◆ Given problem
Pictures are not part of the copy; repeat everything else in the records exactly.

◆ Available data
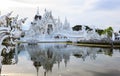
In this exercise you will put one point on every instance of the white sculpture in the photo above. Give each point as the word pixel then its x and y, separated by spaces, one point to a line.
pixel 4 18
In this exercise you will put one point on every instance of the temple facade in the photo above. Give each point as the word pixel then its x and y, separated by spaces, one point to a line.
pixel 46 25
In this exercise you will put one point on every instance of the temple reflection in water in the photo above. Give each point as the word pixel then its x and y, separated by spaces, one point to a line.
pixel 45 55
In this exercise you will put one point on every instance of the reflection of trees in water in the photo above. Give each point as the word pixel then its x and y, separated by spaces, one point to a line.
pixel 47 55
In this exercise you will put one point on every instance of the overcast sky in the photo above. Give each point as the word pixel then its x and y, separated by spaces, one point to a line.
pixel 100 13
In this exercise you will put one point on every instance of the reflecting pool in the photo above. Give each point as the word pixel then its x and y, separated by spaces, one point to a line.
pixel 53 59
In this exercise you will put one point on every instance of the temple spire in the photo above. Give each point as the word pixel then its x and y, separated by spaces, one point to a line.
pixel 37 10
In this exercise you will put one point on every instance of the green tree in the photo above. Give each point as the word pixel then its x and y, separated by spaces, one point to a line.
pixel 108 32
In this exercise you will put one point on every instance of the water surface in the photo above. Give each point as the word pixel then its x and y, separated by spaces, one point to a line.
pixel 48 59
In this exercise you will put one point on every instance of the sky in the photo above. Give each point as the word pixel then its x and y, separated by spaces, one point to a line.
pixel 95 13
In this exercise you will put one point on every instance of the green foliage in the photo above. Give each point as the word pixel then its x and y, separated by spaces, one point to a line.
pixel 99 31
pixel 79 27
pixel 88 28
pixel 108 32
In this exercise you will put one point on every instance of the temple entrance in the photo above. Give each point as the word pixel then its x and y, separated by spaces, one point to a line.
pixel 49 29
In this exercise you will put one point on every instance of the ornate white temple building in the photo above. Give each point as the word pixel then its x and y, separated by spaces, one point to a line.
pixel 47 26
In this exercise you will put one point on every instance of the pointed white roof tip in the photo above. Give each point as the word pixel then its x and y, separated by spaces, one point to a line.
pixel 37 10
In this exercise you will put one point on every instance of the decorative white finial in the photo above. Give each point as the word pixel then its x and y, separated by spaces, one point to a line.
pixel 37 10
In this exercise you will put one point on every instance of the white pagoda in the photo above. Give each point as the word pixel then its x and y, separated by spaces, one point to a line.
pixel 47 26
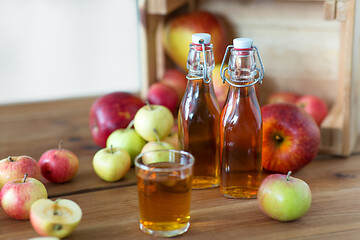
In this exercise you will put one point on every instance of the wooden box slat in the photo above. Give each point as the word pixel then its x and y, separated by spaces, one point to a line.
pixel 308 47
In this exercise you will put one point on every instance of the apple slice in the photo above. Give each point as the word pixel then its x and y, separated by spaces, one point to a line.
pixel 55 218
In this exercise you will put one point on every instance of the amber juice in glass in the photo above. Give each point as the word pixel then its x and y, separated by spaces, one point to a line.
pixel 199 119
pixel 241 131
pixel 164 192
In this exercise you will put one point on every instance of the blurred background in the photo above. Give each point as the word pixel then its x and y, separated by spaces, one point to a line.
pixel 53 49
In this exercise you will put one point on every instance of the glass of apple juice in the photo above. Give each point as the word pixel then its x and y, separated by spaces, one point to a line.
pixel 164 180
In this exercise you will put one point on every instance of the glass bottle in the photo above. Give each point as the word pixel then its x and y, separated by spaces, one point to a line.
pixel 241 123
pixel 199 114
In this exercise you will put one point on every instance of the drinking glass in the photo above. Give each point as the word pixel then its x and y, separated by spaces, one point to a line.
pixel 164 180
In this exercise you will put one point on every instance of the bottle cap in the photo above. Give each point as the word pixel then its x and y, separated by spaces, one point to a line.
pixel 242 43
pixel 201 36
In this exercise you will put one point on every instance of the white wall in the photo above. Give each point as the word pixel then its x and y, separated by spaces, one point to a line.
pixel 53 49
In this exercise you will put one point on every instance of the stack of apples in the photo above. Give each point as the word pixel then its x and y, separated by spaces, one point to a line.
pixel 148 128
pixel 23 196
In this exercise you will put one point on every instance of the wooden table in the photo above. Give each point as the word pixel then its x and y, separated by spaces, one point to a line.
pixel 110 210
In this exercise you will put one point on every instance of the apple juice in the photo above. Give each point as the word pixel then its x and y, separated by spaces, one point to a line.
pixel 199 115
pixel 241 124
pixel 164 198
pixel 240 144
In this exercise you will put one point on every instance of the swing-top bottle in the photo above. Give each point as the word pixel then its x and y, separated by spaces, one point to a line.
pixel 241 123
pixel 199 114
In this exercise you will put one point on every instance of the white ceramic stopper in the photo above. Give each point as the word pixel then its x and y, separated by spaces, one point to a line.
pixel 201 36
pixel 242 43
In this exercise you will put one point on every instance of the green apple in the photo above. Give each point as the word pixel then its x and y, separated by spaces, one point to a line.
pixel 128 140
pixel 154 157
pixel 284 198
pixel 111 164
pixel 153 117
pixel 55 218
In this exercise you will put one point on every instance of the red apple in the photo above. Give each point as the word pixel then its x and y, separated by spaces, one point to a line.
pixel 313 105
pixel 110 112
pixel 59 165
pixel 178 31
pixel 283 97
pixel 162 94
pixel 17 196
pixel 291 138
pixel 284 198
pixel 12 168
pixel 177 80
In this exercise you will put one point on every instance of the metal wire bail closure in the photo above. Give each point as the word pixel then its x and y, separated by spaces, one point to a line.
pixel 260 71
pixel 205 76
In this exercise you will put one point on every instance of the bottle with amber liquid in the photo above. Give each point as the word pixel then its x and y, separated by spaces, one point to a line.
pixel 199 114
pixel 241 123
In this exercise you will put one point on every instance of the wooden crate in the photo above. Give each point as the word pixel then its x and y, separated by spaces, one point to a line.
pixel 307 46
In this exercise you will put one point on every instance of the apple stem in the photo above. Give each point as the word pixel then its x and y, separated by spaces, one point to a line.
pixel 57 227
pixel 25 177
pixel 156 135
pixel 149 105
pixel 56 213
pixel 288 176
pixel 130 125
pixel 60 144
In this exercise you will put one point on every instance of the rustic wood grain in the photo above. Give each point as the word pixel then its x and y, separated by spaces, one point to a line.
pixel 334 213
pixel 110 210
pixel 32 129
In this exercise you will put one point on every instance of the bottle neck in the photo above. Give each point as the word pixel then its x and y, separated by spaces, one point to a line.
pixel 242 66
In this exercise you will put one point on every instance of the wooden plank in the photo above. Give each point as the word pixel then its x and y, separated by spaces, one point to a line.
pixel 329 10
pixel 342 10
pixel 32 129
pixel 334 213
pixel 348 89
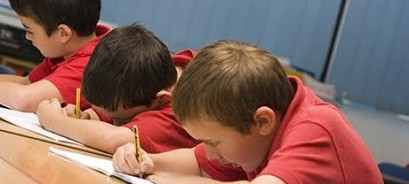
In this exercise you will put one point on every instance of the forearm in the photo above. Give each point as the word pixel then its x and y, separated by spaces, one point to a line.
pixel 96 134
pixel 15 79
pixel 173 178
pixel 181 161
pixel 12 94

◆ The answer
In this exercise you will put one point on every instance of the white sculpture in the photo above. Give each point as the word pixel then its x and y, separated by spaces, one point to a line.
pixel 4 18
In this exercise you will put one point on every instance of the temple facade in the photo above. Give each point as the word pixel then its x and y, separated by spaces, one point to a line.
pixel 46 25
In this exercise you will put one point on every instance of the temple reflection in water in the photo above. Give each point as the word pixel then its x and y, separated by spaces, one point to a line.
pixel 45 55
In this exercise you will put one point on every instance of the reflection of trees in water in the photo above. Give each point as the word pixel then its x and y, separated by spaces, one point to a line.
pixel 47 55
In this exercise you will put one point on every instance of the overcast sky in the photo above. Give each point as the word pixel then its x and y, separated by spaces, one point to a line.
pixel 100 13
In this exercise you will put one point on every instance of the reflecting pool in the photo above. Give each point as the word pixel then its x and y, separated by spaces, one point to a line.
pixel 53 59
In this exercise you will put one point on every instance of the temple spire in the photo above. Give each point as the word pixel then its x and y, separated by spaces, one point to a line.
pixel 37 10
In this exercise you will put one point on every instance of the green tree in the photo above. Give each point as the word pixel then its x and y, separated by spaces, one point to a line.
pixel 108 32
In this exercise you will put one point on every instance of the water surface in the photo above. Give each point as the word pixel then its x and y, separated by spaces, one point to a line.
pixel 48 59
In this exercise you will put one point on every instance of the sky in the photo above. Give each point as the word pixel then its x and y, separated by spaces, one point to a line.
pixel 95 13
In this exercise you will put one point on every instance of the green foliage in the photo above. Give each point as the word pixel then its x and y, separated by spaces, one point to a line.
pixel 99 31
pixel 79 27
pixel 88 28
pixel 108 32
In this exercise you will put one point on every instance of the temple entrance in the photo above. Give each point as the word pixel then its x and y, separated by spaces, one point to a line.
pixel 49 29
In this exercise you will put one point on every instance of the ornate white temple building in the photo above. Give each point as the word pixel then its x and y, separated by spaces, one point to a line.
pixel 47 26
In this exercise you will put one point on every instance of the pointed white roof tip in the photo above. Give each point as the word pixel then its x and y, separated by spaces, one point to a line.
pixel 37 10
In this exercise you will put one point on every instance of the decorative white finial in the photo above. Give each point as the word pixel then its x and y, separated by spaces, one point to a line.
pixel 37 10
In this exercise you will put one point on every instance of the white pagoda in the photo above. Give each point as the word pixel then its x and y, separated by spaces, one point to a line.
pixel 47 26
In this exercise you will put one point on every instance of the wooden box slat in the photo above. Give each point as the word pixel then its x and y, separated by spaces, one point to a line.
pixel 308 47
In this exercise you will put one point on every instance of the apple slice in the photo above. Give each point as the word pixel then its x and y, separated by spaces, one point to a line.
pixel 55 218
In this exercise you will put one point on every instance of the amber juice in glass in the photo above. Give each point as the word pixel then its x and y, separated by spaces, one point to a line.
pixel 199 119
pixel 241 131
pixel 164 192
In this exercise you will put one point on every instance of the blurred background in the photo above. Give each point as the word pixel then its x and y, separated by spaces, one point to a line.
pixel 53 49
In this exercise you will put one point on every instance of the glass of apple juice in the photo above. Give each point as the word pixel then its x and y, separated by spaces, one point to a line.
pixel 164 180
In this exercise you will put one point on every instance of the glass bottle in the photo above. Give each point as the word pixel then its x and y, separated by spaces, one point to a line.
pixel 241 123
pixel 199 114
In this exercise you will put one point on every instance of the drinking glass in the photo above. Give each point as the word pixel then its x and y, separated by spaces, one point to a line.
pixel 164 180
In this exercise you will put one point on every instance of the bottle cap in the photo above. Give each point as the word pixel then its x and y, separated by spaces, one point to a line.
pixel 242 43
pixel 201 36
In this exercise you will put one point on every instance of the white wall in the photo above. Give each point as the word pixel then its x and y, separated by spaces, one point to a line.
pixel 53 49
In this exercise you will put one point on every instance of the stack of apples in the photo above. Give each point as the word pixel then its x and y, separated by spaces, one point to a line.
pixel 148 128
pixel 23 196
In this exercise you will put one point on every instance of the wooden table in the photo above. Give each point as the word pixel then its x and y, separated by spaces, one point to a line.
pixel 110 210
In this exercise you will put one point on every instance of the apple juice in the photo above. Give each point as the word pixel then its x and y, separated by spaces, one point to a line.
pixel 199 115
pixel 241 124
pixel 164 198
pixel 240 144
In this exercise you will put one point on every instance of the swing-top bottle in the photo above. Give each point as the word pixel then its x and y, separated by spaces, one point to a line.
pixel 241 123
pixel 199 114
In this exercise you will put one point on every instance of the white ceramic stopper in the photo above. Give each point as the word pixel then its x and y, separated by spaces, one point to a line.
pixel 201 36
pixel 242 43
In this exercise you will put one point on every instance of the green apple in the photo above. Give each point as the word pixel then its x and y, separated by spaces, one point to a line.
pixel 128 140
pixel 154 157
pixel 284 198
pixel 111 164
pixel 153 117
pixel 55 218
In this exercise you will put one point on every instance of the red apple in the photo above. Give each point as the word pixel then its x and y, separated by spaces, one point to a line.
pixel 313 105
pixel 110 112
pixel 59 165
pixel 178 31
pixel 283 97
pixel 162 94
pixel 17 196
pixel 291 138
pixel 284 198
pixel 12 168
pixel 177 80
In this exercise you will put one point on every instance of the metal wire bail closure in the photo above. Give each point as the word pixel then its x and y, separated by spaces, one point to a line.
pixel 260 71
pixel 205 76
In this exercise you will put one point on every instance of the bottle with amber liquid in the photo above. Give each point as the word pixel then its x and y, separated by spaces, one point to a line.
pixel 199 114
pixel 241 123
In this exercise you will put one point on every instance of the wooden crate in the photo above. Give each point as the word pixel then its x and y, separated by spaces, one point to a line.
pixel 307 46
In this exercise you will put one point on every instance of the apple stem in the photo above. Give each point as the word pixel then its x and y, separated by spaces, one point to a line.
pixel 57 227
pixel 25 177
pixel 156 135
pixel 149 105
pixel 56 213
pixel 288 176
pixel 130 125
pixel 60 144
In this exercise you will put one point on every instance of the rustic wood grain in the photo above. Give each point as the word pixel then its x and y, separated by spaces, one point to a line.
pixel 334 213
pixel 110 210
pixel 32 129
In this exercise you will put one point on every instance of the bottle neck in the photo above. Give each point as the word pixel then its x and y, separated by spaces, one point to a line.
pixel 242 66
In this exercise you will put one point on every instance of the wooden plank in the photo above. Give each point as the word pixel then its x and y, separated by spaces, one point to a line.
pixel 329 10
pixel 342 10
pixel 32 129
pixel 334 213
pixel 348 89
In this exercise you will put one point on every instance of the forearm in the photo above. Give each point as the word pixel then its x and y, separated by spaces, one point to a line.
pixel 96 134
pixel 15 79
pixel 173 178
pixel 181 161
pixel 12 94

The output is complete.